== DATA ==
+++
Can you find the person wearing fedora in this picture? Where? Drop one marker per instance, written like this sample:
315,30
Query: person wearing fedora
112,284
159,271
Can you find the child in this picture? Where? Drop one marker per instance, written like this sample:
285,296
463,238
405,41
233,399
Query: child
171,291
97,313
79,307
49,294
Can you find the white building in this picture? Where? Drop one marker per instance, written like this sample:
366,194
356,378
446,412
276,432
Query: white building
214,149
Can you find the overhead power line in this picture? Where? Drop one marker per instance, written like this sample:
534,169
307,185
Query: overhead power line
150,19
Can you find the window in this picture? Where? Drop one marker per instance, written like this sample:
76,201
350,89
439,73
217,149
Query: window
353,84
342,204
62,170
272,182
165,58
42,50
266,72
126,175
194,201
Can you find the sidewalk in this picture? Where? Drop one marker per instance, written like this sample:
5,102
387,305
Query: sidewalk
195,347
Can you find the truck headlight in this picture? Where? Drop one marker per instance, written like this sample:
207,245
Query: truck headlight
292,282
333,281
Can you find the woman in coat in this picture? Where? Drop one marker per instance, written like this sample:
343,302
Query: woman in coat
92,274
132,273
+++
Would you restate the whole listing word for word?

== ANSWER TO THIS EXERCISE ==
Can you find the person wearing fedora in this picture? Where? Drop one marker per instance, written like this sample:
315,30
Query: person wearing fedora
112,284
159,271
Can you find the child in this picture? Where? Drop one marker per instance, written like this sample:
285,296
463,238
405,41
233,399
Query: child
171,291
97,313
79,307
49,294
Can you find the white building in this picture? Where? Drop one marker per instance, written like this sample:
366,194
356,378
446,412
276,432
Query: white building
214,149
Can you find the overhead power line in this picture? Where? Drop one marker per instance, written like this sample:
534,169
307,185
Query: overhead power line
150,19
Can you find the window in this picture? Where? Drop one marker per instance, written like this sample:
76,201
350,89
439,73
217,149
Query: window
353,84
342,204
62,170
272,182
165,58
42,50
266,72
126,175
194,201
Can you find the sidewalk in this picture? Where? Drop one marker per instance, written like this sample:
5,102
387,305
Query: sidewalk
195,347
Can you find the truck headlight in this picture? Where? Drop one marker per instance, written like this sample:
207,245
Query: truck headlight
292,282
333,281
Can you find the woman in coat in this picture? Where? Drop one marker per instance, written like this sample:
343,302
Query: woman in coat
92,274
132,273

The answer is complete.